The problem
Copy the rows below in full, requests included, but scale every number in the answers (the viewBox values and the path coordinates) by 2.4 and round each result to a whole number, rounding halves up. Leave the numbers in the requests and their format samples unchanged.
● ● ● ● ● ● ●
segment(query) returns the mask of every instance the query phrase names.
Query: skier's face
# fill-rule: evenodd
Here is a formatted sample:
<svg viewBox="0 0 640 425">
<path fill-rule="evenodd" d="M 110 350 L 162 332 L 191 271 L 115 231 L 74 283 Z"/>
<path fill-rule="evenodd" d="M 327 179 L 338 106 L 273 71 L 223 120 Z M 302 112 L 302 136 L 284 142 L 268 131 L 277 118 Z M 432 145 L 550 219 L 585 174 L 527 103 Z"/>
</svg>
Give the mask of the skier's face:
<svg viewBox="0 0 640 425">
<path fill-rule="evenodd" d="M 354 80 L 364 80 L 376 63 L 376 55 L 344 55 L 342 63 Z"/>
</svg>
● ● ● ● ● ● ●
Answer for the task
segment(query) returns the mask of every instance the query phrase names.
Query: skier's face
# fill-rule: evenodd
Here is a formatted sample:
<svg viewBox="0 0 640 425">
<path fill-rule="evenodd" d="M 110 350 L 162 332 L 191 271 L 115 231 L 74 283 Z"/>
<path fill-rule="evenodd" d="M 327 179 L 338 106 L 273 71 L 223 120 Z M 302 112 L 302 136 L 284 142 L 268 131 L 277 118 Z M 432 145 L 550 219 L 585 174 L 527 103 Z"/>
</svg>
Give the mask of the skier's face:
<svg viewBox="0 0 1536 1020">
<path fill-rule="evenodd" d="M 850 192 L 874 192 L 902 151 L 902 132 L 826 132 L 821 151 Z"/>
</svg>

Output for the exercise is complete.